GIVEN INSTRUCTION: Count the lines in the listing below that contain the string "back", treating uppercase and lowercase as different. Reply with the number alone.

EXERCISE MATERIAL:

^^^^

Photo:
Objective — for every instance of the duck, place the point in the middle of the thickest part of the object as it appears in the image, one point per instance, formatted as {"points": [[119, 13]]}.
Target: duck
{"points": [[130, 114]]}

^^^^

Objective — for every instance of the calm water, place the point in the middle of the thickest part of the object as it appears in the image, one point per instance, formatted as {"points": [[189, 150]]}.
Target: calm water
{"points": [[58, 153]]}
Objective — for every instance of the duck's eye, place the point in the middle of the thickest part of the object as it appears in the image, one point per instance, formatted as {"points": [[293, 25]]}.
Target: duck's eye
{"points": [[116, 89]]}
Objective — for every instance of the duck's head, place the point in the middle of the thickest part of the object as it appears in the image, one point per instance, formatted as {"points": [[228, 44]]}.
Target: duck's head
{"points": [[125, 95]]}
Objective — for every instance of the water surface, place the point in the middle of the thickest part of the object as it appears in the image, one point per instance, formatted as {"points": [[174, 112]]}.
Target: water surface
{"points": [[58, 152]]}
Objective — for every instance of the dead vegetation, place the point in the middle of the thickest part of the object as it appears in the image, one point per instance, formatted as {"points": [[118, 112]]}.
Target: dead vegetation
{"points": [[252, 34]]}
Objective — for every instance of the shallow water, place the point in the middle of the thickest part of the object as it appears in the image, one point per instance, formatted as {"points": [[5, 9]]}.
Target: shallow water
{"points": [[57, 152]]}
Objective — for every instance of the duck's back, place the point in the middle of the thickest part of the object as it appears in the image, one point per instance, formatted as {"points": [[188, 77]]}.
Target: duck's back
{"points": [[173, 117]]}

^^^^

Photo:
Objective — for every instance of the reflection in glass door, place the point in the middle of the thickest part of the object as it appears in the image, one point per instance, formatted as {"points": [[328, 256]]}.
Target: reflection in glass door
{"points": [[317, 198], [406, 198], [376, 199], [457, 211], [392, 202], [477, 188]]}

^^^^

THE RESULT: 2